Arts and Entertainment Wednesday, Dec. 29, 2010 8 years ago

The curious case of Francis Schwartz

by: Heidi Kurpiela Contributing Writer

It’s hard to picture Francis Schwartz as controversial.

He’s just so nice and unassuming.

Dressed in a blue sweater and baggy slacks, surrounded by an assortment of colorful baubles, hanging baskets, abstract sculptures and painted masks, the soft-spoken composer looks like a comfortable retiree in a lived-in condominium, surrounded by a wealth of reading material and a breathtaking view of downtown Sarasota.

Even when the telephone company calls to tell him his service has been disrupted by a snipped wire, Schwartz, 70, is pleasant.

“No point in getting worked up,” he says as he sets down the phone. “My cell still works.”

++++++++++

• [To be done]
Answer these questions about the profile of Francis Schwartz:
(a) How old is Schwartz?
(b) What does his condominium look out on?
(c) What disrupted his telephone service?
The listing comes from a separate source and is unrelated to the profile of Francis Schwartz.

++++++++++

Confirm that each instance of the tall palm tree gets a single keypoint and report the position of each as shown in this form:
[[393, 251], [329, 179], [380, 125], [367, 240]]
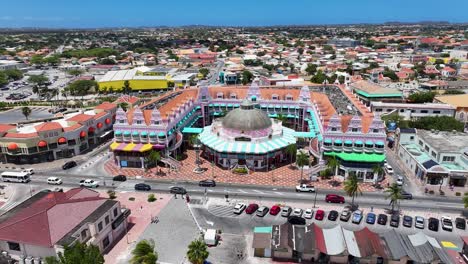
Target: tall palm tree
[[302, 159], [144, 253], [352, 188], [26, 111], [377, 169], [394, 194], [291, 150], [197, 253], [333, 164]]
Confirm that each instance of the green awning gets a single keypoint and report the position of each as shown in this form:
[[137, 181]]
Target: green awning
[[357, 157], [192, 130]]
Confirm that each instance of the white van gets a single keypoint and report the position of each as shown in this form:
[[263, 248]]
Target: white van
[[54, 180]]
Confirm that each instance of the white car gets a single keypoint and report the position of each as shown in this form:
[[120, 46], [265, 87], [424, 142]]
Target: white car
[[54, 180], [400, 181], [297, 212], [239, 208], [308, 213], [389, 169], [447, 223]]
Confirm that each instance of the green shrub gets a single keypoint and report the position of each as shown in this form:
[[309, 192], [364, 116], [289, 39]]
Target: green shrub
[[151, 198]]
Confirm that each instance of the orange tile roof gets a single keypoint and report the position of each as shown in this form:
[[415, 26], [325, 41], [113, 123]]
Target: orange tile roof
[[71, 128], [48, 126], [80, 118]]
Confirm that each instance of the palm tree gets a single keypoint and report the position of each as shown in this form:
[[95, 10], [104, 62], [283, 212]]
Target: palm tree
[[302, 159], [352, 188], [26, 111], [333, 164], [378, 170], [197, 253], [394, 194], [291, 150], [144, 253]]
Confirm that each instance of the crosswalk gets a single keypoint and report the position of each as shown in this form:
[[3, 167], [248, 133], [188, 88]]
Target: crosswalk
[[221, 211]]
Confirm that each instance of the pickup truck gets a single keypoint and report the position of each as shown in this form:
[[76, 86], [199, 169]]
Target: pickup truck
[[305, 188], [89, 183]]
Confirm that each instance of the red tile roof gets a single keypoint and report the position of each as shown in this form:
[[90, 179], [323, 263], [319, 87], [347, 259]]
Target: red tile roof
[[48, 219], [48, 126]]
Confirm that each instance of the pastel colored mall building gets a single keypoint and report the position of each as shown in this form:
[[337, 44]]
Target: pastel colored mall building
[[251, 127]]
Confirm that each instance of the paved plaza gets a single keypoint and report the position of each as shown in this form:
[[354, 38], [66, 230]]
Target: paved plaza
[[284, 176]]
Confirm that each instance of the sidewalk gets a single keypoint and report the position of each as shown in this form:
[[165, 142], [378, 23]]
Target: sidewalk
[[284, 176]]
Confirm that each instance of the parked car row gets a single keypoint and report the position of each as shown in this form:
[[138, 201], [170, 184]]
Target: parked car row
[[356, 217]]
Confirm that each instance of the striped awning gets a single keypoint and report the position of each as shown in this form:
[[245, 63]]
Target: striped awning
[[130, 147]]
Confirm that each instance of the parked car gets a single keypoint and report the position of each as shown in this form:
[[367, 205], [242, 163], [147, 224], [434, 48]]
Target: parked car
[[286, 211], [54, 180], [251, 208], [333, 215], [305, 188], [370, 219], [395, 220], [275, 209], [262, 211], [433, 224], [419, 222], [447, 224], [399, 180], [319, 215], [407, 221], [89, 183], [297, 212], [177, 190], [357, 217], [345, 215], [29, 171], [382, 219], [239, 208], [296, 220], [406, 195], [460, 223], [119, 177], [142, 187], [207, 183], [389, 169], [69, 165], [334, 198], [308, 213]]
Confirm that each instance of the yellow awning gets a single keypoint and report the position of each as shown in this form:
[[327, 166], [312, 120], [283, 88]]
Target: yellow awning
[[129, 147], [114, 145], [146, 147]]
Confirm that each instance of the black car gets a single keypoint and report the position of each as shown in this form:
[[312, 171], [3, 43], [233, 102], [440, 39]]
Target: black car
[[178, 190], [395, 220], [207, 183], [296, 220], [382, 219], [120, 177], [69, 165], [407, 221], [433, 224], [142, 187], [333, 215], [406, 195], [460, 223]]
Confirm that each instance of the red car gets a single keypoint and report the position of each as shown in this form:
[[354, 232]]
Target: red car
[[334, 198], [251, 208], [319, 215], [275, 210]]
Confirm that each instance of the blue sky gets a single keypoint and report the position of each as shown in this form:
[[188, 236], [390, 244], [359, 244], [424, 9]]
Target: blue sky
[[131, 13]]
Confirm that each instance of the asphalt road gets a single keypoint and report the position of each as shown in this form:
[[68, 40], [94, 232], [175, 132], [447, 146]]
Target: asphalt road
[[377, 200]]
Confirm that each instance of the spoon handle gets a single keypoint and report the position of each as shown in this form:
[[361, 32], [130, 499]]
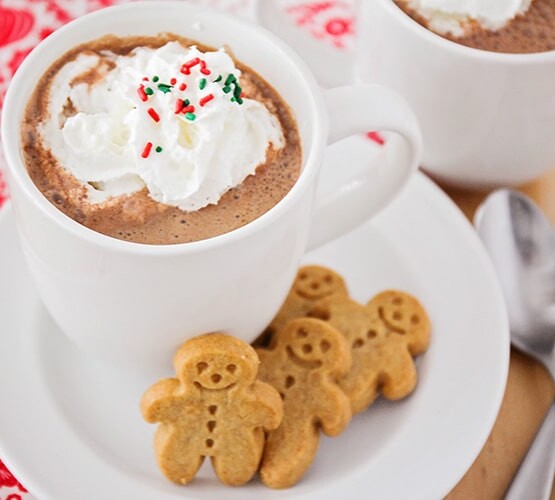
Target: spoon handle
[[534, 478]]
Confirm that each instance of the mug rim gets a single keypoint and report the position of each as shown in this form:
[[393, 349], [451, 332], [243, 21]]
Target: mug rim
[[463, 50], [16, 166]]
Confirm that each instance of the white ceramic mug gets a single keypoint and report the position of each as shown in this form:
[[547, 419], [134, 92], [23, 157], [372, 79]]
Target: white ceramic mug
[[487, 119], [133, 304]]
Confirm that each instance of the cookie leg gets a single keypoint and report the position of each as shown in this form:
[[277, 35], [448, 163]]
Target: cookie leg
[[361, 388], [174, 458], [399, 377], [288, 453], [241, 459]]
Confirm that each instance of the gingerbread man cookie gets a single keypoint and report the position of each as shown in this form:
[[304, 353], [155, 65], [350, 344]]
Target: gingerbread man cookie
[[384, 336], [214, 408], [311, 284], [307, 359]]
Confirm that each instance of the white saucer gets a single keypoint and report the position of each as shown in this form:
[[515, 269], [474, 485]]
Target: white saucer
[[70, 427]]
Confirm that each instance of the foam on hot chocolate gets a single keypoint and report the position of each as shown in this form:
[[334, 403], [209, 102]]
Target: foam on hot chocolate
[[104, 141], [132, 129], [531, 29]]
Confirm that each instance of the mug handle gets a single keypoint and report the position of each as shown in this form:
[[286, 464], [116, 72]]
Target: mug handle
[[356, 109]]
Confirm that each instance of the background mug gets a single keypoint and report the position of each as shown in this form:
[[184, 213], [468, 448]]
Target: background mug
[[487, 118], [133, 304]]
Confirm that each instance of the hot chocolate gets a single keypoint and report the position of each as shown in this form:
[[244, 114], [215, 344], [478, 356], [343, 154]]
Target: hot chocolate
[[498, 26], [159, 140]]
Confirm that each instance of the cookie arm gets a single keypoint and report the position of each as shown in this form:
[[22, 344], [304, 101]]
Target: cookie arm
[[267, 408], [159, 400], [335, 413]]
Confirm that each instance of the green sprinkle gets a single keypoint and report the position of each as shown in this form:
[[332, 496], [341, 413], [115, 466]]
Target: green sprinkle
[[164, 87]]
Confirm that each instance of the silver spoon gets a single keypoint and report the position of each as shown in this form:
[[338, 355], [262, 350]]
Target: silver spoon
[[521, 244]]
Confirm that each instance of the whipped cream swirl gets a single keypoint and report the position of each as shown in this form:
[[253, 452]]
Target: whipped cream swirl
[[172, 119], [453, 16]]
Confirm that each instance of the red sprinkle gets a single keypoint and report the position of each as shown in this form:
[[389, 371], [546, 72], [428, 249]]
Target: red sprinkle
[[146, 150], [376, 137], [186, 67], [203, 69], [178, 106], [153, 114], [206, 99], [142, 94]]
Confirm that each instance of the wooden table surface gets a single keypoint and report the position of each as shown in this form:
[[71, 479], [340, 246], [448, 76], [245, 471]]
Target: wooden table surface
[[530, 390]]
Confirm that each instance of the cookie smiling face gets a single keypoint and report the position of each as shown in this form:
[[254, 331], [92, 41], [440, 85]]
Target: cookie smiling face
[[309, 345], [216, 362], [315, 282], [216, 373]]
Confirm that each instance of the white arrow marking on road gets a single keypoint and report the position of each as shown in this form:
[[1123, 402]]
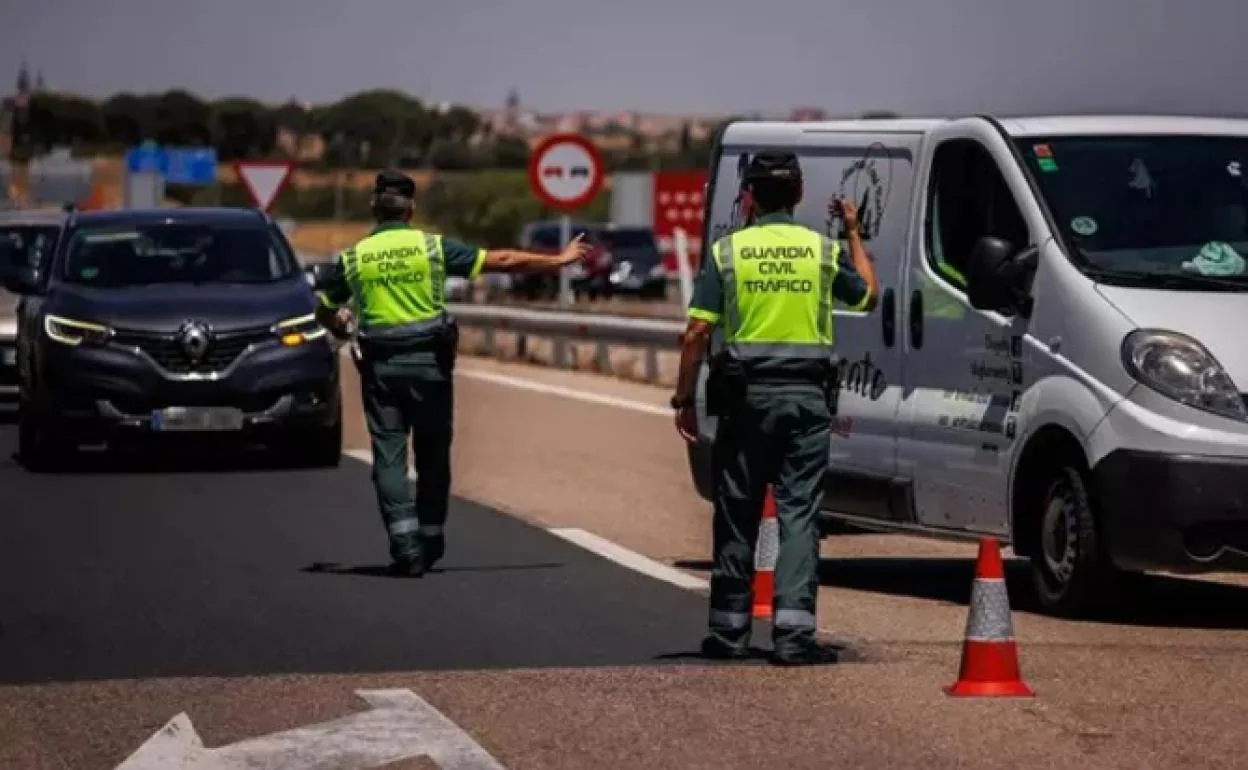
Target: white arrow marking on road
[[399, 725]]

++++++++++

• [Solved problem]
(a) He is 70.
(b) It has a breathtaking view of downtown Sarasota.
(c) A snipped wire disrupted it.